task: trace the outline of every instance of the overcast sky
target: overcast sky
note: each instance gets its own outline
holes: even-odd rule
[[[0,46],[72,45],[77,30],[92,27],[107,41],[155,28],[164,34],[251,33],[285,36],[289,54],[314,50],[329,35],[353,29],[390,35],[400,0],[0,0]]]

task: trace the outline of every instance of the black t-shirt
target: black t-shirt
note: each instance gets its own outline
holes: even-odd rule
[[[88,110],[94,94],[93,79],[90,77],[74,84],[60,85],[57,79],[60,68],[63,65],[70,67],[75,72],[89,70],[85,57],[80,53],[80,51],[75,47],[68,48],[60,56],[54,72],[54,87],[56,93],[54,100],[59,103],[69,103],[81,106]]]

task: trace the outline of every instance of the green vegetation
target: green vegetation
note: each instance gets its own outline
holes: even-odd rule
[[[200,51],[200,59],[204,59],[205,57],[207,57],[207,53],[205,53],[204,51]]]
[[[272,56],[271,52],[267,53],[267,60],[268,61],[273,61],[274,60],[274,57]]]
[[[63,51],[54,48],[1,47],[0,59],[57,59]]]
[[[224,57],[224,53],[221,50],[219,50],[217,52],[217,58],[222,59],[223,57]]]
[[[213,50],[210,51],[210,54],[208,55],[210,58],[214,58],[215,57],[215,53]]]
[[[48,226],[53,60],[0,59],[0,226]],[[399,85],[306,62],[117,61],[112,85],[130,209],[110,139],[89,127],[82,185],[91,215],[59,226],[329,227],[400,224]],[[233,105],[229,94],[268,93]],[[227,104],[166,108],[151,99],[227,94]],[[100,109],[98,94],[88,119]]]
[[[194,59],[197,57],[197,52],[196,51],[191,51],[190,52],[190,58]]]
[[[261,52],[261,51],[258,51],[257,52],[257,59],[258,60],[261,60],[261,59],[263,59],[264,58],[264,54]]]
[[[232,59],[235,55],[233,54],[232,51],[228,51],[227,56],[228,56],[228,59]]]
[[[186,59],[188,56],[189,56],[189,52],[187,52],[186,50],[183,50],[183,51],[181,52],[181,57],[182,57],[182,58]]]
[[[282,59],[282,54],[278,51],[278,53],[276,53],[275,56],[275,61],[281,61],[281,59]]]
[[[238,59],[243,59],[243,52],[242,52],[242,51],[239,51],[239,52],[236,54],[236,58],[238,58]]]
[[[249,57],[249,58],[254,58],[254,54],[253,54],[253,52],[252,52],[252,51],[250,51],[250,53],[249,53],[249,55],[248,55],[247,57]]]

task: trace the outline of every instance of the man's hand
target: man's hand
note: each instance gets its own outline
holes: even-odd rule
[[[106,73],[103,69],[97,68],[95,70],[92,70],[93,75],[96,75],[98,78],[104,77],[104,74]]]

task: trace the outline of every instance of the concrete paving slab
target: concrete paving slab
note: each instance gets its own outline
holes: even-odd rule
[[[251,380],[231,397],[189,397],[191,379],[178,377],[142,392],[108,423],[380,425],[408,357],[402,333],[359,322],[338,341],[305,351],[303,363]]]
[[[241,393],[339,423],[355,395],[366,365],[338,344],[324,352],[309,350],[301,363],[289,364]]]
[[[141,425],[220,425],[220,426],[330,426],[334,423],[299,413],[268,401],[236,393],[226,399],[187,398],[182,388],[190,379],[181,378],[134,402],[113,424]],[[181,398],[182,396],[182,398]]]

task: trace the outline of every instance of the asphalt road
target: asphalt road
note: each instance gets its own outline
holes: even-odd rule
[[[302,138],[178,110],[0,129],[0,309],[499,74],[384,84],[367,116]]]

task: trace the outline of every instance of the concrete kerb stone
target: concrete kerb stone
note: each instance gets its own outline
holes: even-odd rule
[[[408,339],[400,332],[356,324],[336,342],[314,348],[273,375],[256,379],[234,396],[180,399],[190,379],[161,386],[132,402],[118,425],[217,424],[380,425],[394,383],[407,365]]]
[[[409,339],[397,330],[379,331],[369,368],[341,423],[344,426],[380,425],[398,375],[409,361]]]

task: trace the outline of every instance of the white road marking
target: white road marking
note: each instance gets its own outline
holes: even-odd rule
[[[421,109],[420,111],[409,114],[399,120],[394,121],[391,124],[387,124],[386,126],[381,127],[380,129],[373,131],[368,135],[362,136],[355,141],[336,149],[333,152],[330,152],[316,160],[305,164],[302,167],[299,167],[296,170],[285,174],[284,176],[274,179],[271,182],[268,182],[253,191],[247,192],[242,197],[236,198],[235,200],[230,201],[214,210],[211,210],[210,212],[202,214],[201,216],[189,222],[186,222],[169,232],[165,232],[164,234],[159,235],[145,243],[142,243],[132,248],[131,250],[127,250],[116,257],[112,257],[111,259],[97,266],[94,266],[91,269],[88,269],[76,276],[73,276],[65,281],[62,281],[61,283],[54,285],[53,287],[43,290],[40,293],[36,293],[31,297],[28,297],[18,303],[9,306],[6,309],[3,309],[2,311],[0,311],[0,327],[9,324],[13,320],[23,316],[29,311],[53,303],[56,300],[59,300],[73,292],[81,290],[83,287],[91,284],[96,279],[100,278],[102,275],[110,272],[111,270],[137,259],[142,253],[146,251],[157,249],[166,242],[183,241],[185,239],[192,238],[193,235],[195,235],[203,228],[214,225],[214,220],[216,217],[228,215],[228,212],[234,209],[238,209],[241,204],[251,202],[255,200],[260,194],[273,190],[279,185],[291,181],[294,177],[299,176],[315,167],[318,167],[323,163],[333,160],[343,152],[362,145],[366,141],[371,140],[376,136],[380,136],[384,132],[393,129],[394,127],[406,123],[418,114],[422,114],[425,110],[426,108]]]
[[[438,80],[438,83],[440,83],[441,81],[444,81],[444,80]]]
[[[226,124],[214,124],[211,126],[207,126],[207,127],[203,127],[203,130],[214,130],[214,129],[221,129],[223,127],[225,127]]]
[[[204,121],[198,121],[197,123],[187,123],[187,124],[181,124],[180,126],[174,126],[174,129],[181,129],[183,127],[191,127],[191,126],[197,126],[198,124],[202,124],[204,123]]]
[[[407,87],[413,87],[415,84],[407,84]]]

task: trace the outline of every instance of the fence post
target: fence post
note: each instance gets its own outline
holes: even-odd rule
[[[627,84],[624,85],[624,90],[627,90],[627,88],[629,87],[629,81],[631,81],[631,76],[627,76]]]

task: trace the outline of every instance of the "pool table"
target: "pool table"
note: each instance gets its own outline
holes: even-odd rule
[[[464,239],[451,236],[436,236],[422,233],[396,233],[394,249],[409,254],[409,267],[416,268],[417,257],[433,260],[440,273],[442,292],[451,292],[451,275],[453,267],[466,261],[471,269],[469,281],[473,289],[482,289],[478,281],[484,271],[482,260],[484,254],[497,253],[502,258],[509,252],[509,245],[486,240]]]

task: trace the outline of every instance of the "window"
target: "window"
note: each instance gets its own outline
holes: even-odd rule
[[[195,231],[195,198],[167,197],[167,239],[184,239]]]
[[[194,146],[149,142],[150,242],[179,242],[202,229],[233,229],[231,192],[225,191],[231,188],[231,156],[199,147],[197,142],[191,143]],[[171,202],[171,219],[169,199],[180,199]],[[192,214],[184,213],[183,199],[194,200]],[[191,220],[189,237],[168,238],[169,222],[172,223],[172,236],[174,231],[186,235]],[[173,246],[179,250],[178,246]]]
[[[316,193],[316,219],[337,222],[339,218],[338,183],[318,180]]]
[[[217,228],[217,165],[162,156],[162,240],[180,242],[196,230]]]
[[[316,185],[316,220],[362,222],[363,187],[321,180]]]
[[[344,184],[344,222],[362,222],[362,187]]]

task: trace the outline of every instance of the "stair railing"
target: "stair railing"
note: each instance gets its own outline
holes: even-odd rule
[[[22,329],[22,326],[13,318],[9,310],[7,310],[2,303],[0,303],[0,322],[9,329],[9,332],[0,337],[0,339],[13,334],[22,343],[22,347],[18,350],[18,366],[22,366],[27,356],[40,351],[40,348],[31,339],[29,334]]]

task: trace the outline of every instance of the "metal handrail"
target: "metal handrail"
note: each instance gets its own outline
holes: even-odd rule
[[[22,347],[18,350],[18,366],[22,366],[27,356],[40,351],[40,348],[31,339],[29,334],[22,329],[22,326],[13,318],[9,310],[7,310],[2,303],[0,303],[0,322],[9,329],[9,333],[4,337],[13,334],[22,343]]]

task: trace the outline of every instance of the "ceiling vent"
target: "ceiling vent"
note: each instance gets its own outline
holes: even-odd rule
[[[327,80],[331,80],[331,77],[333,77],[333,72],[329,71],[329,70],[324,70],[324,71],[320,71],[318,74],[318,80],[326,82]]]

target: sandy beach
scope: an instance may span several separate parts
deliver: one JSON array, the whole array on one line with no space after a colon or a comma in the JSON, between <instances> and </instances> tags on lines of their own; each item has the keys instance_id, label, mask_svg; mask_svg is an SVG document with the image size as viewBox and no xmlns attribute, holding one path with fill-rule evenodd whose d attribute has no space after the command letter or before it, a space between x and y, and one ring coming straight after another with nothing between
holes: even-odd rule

WHAT YOU SHOULD DO -> Above are the records; copy every line in them that holds the word "stone".

REPLY TO THE EXERCISE ->
task: trace the outline of every instance of the concrete kerb stone
target: concrete kerb stone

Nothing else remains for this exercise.